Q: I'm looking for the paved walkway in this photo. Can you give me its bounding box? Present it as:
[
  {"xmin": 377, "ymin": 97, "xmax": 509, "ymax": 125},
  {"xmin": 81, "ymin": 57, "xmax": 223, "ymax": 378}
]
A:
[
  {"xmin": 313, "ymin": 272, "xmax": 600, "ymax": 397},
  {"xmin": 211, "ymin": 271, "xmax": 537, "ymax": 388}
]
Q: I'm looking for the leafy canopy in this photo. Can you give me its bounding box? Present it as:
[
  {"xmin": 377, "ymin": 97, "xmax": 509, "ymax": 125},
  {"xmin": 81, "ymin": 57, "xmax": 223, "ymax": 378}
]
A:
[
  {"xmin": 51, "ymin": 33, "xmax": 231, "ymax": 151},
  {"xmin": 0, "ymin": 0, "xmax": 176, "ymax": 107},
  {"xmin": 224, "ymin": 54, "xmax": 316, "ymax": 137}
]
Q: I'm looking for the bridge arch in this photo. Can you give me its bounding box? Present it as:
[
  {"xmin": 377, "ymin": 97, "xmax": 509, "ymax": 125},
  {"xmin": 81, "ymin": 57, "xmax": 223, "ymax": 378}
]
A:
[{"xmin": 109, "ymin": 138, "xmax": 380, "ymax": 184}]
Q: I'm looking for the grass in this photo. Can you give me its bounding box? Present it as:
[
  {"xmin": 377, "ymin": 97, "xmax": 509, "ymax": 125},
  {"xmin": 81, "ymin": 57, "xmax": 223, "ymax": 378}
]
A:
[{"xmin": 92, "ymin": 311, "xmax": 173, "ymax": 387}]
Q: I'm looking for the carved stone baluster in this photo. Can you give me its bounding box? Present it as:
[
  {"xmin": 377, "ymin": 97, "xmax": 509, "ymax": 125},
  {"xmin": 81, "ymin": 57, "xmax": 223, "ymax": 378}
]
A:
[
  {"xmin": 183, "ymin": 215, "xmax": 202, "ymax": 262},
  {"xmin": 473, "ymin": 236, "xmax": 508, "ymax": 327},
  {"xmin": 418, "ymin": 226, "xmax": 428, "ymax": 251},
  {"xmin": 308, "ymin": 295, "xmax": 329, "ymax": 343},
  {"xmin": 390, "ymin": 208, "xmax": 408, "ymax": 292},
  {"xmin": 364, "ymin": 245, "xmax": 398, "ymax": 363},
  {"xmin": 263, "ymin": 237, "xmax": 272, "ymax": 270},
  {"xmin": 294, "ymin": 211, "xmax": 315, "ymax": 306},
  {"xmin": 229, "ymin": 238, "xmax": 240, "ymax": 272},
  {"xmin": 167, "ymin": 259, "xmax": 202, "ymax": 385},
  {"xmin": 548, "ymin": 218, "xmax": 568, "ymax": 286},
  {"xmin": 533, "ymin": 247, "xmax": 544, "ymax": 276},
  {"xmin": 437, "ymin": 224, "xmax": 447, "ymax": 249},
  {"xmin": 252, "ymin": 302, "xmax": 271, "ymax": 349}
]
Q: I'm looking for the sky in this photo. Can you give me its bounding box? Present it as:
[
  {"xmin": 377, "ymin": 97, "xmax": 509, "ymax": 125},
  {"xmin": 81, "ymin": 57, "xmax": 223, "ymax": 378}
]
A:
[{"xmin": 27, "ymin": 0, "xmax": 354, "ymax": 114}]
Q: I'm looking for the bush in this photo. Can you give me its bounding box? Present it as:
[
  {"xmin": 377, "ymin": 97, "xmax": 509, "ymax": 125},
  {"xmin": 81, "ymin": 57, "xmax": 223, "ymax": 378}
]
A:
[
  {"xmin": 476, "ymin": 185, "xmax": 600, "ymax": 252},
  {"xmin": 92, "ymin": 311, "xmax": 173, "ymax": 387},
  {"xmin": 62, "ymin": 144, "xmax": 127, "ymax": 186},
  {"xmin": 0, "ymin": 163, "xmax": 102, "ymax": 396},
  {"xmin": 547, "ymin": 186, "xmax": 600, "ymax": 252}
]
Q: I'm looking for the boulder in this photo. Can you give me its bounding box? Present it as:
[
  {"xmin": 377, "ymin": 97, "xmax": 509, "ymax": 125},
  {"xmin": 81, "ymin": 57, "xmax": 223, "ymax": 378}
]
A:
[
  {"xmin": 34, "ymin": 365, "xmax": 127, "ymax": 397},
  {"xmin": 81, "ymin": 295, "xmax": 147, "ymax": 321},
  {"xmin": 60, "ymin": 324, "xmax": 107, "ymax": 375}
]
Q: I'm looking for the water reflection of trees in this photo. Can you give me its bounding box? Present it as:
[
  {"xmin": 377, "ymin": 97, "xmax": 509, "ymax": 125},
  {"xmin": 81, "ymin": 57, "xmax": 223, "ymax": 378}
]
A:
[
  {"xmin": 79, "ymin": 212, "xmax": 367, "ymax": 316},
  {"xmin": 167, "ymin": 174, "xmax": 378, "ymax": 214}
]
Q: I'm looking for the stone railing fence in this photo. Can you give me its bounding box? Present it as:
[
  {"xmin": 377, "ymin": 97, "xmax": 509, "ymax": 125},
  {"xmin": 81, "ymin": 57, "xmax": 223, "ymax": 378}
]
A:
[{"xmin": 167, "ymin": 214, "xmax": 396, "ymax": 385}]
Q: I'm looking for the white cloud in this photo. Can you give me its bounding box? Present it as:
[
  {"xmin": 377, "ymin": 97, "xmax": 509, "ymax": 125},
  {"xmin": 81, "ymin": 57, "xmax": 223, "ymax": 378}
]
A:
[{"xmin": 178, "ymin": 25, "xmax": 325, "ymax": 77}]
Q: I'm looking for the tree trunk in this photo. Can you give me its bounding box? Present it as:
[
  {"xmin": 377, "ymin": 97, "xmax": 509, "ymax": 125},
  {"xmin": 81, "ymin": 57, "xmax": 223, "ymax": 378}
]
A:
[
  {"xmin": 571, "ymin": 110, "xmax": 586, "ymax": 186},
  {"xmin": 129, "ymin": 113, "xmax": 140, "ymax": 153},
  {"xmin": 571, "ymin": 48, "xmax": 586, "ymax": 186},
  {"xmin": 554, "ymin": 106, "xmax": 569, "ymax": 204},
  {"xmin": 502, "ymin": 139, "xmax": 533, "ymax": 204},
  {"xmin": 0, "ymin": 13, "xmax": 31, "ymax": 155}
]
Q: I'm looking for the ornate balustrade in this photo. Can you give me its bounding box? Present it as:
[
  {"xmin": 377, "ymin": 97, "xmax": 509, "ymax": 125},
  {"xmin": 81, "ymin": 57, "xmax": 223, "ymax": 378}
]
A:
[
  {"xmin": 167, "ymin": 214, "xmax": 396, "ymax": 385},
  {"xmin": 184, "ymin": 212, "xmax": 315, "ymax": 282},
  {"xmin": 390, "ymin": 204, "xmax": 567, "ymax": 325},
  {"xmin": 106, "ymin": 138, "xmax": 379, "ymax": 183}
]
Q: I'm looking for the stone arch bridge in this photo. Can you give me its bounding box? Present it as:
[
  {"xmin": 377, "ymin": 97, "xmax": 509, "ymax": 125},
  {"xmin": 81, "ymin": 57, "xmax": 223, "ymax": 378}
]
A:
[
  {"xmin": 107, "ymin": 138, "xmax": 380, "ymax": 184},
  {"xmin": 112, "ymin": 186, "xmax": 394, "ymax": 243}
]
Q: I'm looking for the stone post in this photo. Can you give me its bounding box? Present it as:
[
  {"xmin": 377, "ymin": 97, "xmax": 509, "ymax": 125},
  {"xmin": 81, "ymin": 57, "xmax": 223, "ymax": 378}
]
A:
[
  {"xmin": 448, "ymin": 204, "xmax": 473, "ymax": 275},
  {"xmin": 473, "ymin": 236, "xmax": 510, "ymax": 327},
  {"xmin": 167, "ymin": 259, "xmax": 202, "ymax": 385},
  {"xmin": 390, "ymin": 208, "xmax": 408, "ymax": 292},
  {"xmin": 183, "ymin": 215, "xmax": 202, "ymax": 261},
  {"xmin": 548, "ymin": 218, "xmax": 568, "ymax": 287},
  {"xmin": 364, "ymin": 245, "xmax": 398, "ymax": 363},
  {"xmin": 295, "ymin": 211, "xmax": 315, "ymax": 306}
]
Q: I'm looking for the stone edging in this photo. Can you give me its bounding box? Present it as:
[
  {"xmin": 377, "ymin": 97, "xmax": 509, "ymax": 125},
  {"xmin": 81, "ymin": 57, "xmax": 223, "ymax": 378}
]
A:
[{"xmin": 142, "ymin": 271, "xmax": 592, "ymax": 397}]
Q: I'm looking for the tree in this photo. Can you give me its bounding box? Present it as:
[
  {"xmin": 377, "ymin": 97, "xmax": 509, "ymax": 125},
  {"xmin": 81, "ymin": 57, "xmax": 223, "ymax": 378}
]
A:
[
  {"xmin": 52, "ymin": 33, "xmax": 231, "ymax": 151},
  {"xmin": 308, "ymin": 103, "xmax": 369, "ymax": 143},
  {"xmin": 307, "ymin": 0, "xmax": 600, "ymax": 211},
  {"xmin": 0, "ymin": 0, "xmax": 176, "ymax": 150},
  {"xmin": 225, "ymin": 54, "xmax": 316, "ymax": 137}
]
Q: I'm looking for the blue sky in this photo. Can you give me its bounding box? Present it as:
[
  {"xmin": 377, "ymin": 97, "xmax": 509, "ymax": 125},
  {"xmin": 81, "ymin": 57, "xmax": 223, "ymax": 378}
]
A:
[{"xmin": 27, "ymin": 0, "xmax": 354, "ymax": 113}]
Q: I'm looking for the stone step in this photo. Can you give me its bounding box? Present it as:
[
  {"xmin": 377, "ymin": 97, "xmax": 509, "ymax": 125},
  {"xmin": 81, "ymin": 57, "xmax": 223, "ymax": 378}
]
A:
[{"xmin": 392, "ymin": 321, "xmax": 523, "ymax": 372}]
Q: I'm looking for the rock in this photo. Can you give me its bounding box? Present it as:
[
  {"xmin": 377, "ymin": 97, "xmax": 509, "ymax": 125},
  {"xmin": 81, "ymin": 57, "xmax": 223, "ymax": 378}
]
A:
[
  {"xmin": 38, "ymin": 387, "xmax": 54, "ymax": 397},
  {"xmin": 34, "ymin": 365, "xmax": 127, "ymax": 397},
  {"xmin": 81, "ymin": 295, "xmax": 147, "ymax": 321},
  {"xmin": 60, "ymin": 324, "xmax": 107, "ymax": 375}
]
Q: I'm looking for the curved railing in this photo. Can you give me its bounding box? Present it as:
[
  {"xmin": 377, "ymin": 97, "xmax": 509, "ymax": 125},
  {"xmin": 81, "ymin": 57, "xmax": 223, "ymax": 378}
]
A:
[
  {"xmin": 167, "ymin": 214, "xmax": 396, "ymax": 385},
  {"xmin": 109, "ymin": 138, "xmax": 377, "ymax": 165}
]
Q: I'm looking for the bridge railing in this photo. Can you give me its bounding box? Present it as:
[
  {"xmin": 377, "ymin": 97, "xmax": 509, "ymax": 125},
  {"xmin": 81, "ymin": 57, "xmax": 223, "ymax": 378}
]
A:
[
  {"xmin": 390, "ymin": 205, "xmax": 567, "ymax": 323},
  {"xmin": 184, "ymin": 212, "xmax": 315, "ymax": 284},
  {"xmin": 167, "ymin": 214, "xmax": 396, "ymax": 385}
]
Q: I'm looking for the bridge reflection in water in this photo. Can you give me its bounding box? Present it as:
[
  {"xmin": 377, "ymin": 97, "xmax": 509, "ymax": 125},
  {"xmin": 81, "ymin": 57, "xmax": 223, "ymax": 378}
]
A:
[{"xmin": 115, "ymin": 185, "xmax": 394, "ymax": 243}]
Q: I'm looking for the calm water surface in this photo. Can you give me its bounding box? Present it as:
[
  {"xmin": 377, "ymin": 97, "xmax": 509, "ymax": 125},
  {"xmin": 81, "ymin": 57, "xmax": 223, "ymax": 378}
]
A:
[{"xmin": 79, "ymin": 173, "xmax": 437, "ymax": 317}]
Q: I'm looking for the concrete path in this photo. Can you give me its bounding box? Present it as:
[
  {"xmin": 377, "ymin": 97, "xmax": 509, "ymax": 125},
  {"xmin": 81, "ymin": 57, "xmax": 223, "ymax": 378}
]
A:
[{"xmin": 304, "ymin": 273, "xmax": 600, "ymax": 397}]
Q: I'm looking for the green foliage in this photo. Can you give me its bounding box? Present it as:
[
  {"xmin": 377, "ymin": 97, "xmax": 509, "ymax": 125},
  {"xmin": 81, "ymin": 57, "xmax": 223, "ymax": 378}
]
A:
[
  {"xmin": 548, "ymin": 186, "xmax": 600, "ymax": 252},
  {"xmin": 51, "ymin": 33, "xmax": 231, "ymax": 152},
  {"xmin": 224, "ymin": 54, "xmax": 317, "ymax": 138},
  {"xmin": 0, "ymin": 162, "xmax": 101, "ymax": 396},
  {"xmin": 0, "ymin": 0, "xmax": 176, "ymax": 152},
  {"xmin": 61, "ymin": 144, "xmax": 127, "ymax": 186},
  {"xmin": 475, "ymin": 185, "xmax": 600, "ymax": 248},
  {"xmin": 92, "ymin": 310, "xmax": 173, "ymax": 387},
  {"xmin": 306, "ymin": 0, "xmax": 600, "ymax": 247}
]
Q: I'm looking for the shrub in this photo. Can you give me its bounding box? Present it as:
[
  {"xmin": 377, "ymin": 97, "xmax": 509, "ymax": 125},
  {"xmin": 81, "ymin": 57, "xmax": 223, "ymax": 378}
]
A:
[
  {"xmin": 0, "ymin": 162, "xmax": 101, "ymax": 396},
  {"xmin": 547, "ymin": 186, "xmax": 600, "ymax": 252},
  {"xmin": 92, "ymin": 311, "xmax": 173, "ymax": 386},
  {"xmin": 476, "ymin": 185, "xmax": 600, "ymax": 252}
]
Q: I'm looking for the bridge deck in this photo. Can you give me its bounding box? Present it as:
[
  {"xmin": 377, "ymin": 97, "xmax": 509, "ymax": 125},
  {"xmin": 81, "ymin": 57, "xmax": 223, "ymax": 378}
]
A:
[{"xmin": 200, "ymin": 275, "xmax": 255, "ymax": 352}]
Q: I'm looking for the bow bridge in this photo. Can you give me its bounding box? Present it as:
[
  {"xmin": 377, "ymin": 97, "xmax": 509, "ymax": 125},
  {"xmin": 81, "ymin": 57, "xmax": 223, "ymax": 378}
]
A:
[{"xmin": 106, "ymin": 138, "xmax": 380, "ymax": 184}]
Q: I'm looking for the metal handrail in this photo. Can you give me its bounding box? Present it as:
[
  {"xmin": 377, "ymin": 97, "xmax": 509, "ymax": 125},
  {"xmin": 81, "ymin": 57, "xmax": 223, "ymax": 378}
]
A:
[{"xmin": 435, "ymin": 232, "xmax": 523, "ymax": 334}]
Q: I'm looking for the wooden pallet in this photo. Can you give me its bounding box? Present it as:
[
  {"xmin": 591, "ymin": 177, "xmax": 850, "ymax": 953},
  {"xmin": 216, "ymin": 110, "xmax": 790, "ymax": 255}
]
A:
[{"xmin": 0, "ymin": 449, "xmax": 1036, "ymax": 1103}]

+++

## [WHAT IS ASKED]
Extract the closing run of lines, starting with the one containing "Q: I'm looking for the shrub" and ending at the last, exactly as written.

## [FULL OUTPUT]
Q: I'm looking for the shrub in this photo. Can you give me its bounding box? Present it as:
[
  {"xmin": 377, "ymin": 97, "xmax": 509, "ymax": 125},
  {"xmin": 81, "ymin": 57, "xmax": 223, "ymax": 378}
]
A:
[
  {"xmin": 0, "ymin": 162, "xmax": 101, "ymax": 396},
  {"xmin": 547, "ymin": 186, "xmax": 600, "ymax": 252},
  {"xmin": 92, "ymin": 311, "xmax": 173, "ymax": 386},
  {"xmin": 476, "ymin": 185, "xmax": 600, "ymax": 252}
]
Q: I'm looking for the bridge deck in this photo. Can you give me its bounding box? Present it as:
[
  {"xmin": 377, "ymin": 97, "xmax": 509, "ymax": 125},
  {"xmin": 81, "ymin": 57, "xmax": 223, "ymax": 378}
]
A:
[{"xmin": 200, "ymin": 275, "xmax": 255, "ymax": 352}]
Q: I'm looking for the bow bridge in this photo. Can you give me its bounding box? Present it as:
[
  {"xmin": 377, "ymin": 97, "xmax": 509, "ymax": 125},
  {"xmin": 81, "ymin": 57, "xmax": 223, "ymax": 378}
]
A:
[{"xmin": 106, "ymin": 138, "xmax": 380, "ymax": 184}]
Q: I'm looking for the metal handrail in this photo. Can you give me its bounding box? Present it as:
[
  {"xmin": 377, "ymin": 97, "xmax": 509, "ymax": 125},
  {"xmin": 81, "ymin": 57, "xmax": 223, "ymax": 378}
]
A:
[{"xmin": 435, "ymin": 232, "xmax": 523, "ymax": 334}]
Q: I'm looking for the wooden pallet in this photo. Can you give me its bounding box? Present it as:
[
  {"xmin": 591, "ymin": 177, "xmax": 850, "ymax": 953},
  {"xmin": 216, "ymin": 110, "xmax": 790, "ymax": 255}
]
A:
[{"xmin": 0, "ymin": 449, "xmax": 1036, "ymax": 1103}]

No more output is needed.